To do =
[1] In the essay on Kahlil Gibran's lines about trees, rewrite the paragraph that begins "As someone who has used" as a shorter version that keeps its main facts.
[2] Rewrite the Gibran essay from "Although I first" up to and including "a few lines.", changing "cogitate upon" to "reflect on".
[3] Continue the essay on Gibran's lines about trees from where it stops.

[[ Study text, beginning ]]

When the life of this private English tutor becomes a little lumpy, bumpy and gritty I have a calming tactic. I turn to Kahlil Gibran. This amazing Lebanese poet/philosopher/human being has been a constant, a humbling presence and my ballast on a sometimes turbulent ocean of life.
Although I first came across his book The Prophet several decades ago, it is a quote from Sand and Foam that I would like us to cogitate upon for a few lines.
Trees are poems the earth writes upon the sky,
We fell them down and turn them into paper
As someone who has used (and abused?) several trees in his academic career, the words had a profound effect on me when I happened upon them, again, a few days ago. I am as guilty as many of wasting paper. There are times when I hear my over-worked printer grumbling and groaning about being at my beck and call twenty four hours per day and me not even bothering to clean away the dust from its inner workings.
‘Come on private tutor, give me a break’, I hear him squeak from the dim and dusty corner.
Pondering the remarkable words in my slim volume, I wonder how Mr Gibran always was able to place the right words in the correct order. How is it some people are able to do that? One of life’s great mysteries I guess.
What immediately struck me were the the first three words. ‘Trees are poems. . . ‘ What an incredible metaphor. Logically, I know that a tree is a tree – how could it be a poem? Then, in Mr Gibran’s silky presence, I slid effortlessly to another place.
I was alone, apart from the birds, river and mountains. The oak towered above me as I made a slight adjustment of the tripod legs. My point of focus became the leaf further away than that of the original one. Yes, I wanted it there as foreground interest but only in order to lead the eye onwards to the blemish-free leaf. Just like a poem, everything is part of the whole and one thing leads seamlessly on to another.
Adding ‘. . . the earth writes upon the sky’, to the first three words, ‘Trees are poems’, just sent my head spinning. What kind of an image do we have now? I picture myself lying under a tree, looking up as the light filters through the leaves. The trees are indeed poems writing on the sky. Try it – you will feel yourself transported into another place.
‘We fell them down and turn them into paper’ feels like a sledgehammer blow. ‘We’ involves us all, we do indeed ‘fell them down and turn them into paper’.
Do this private tutor feel guilty – yes!

[[ Study text, end ]]
[[ Supplied information, beginning ]]

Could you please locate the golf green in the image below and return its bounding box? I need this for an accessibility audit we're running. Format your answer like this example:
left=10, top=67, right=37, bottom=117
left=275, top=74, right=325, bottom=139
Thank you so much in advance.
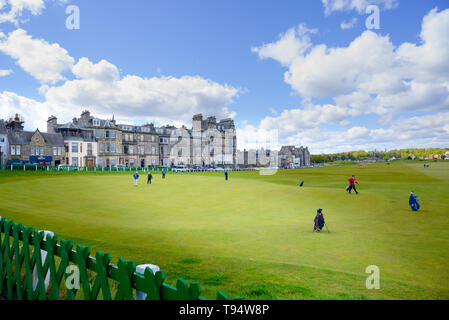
left=0, top=161, right=449, bottom=299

[[ Supplied information, end ]]

Responses =
[1] The writer has used many trees over an academic career and was deeply moved on coming across Gibran's words again a few days ago. Like many people, the writer wastes paper. The overworked printer seems to grumble about being on call around the clock while its insides never even get dusted.

[2]
Although I first came across his book The Prophet several decades ago, it is a quote from Sand and Foam that I would like us to reflect on for a few lines.

[3]
As the Cree Indian saying says:
Only when the last tree has died
and the last river been poisoned
and the last fish been caught
Will we realise we cannot eat money.
George Macaulay Trevelyn, in his English Social History said:
‘Education has produced a vast population able to read but unable to distinguish what is worth reading.’
At the risk of being called ‘snobbish’ this private tutor agree with him.
Part of my problem, as I see it, is that I have received an education in English Literature that exceeds that received by the majority. Having been corralled, pushed, shoved, directed and tugged between certain literary parameters, I was Educated into what is considered ‘Good Literature’ by an Ivory Tower Elite. The considered classics of the likes of Tolstoy, Dickens and Twain I devoured with aplomb. I was taught to dissect and ravage to within an inch of their broken spines, classic after classic after classic.
In the eyes of society, I guess I am what is termed ‘Educated’. Therein lies the rub – I totally agree with Mr Trevelyn but feel that, perhaps, I shouldn’t.
Following his argument through, the novels that immediately spring to mind are E. L. James’ ‘Shades of. . . ‘ trilogy. Joining many of those who have decried their literary quality, I also put my hand in the air and readily admit to not having read them. I have, however, stood in second hand/thrift shops and devoured several pages of the juicier bits. Despite becoming hot under the collar, I am willing to pronounce that I found the quality of writing to be poor. In Mr T’s words, I consider them to be not ‘worth reading’.
Having said that I do wonder why they sold by the pallet load. What is it about them that caught the imagination of the masses? At certain times, there are certain things lacking quality that create a stir. They have a certain something that causes them to go viral. I think the same can be said of films, film stars, songs and pop stars. It is as if society needs something to latch on to. There has to be a latest craze, a buzz that creates a talking point. Don’t look at me – I don’t know what it is.
When I go to my local market I see box upon box of used books. ‘Wonderful!’ thinks I. Then when I’m close enough to read their spines (after having put on my goggles) I remember why I didn’t purchase any last time I browsed. Trashy romances fit only for the skip/dumpster. Oh dear, oh dear, oh dear. Why bother teaching people (predominantly females in this case – why is that?) to read but not teach them to distinguish between what is and what isn’t worth reading?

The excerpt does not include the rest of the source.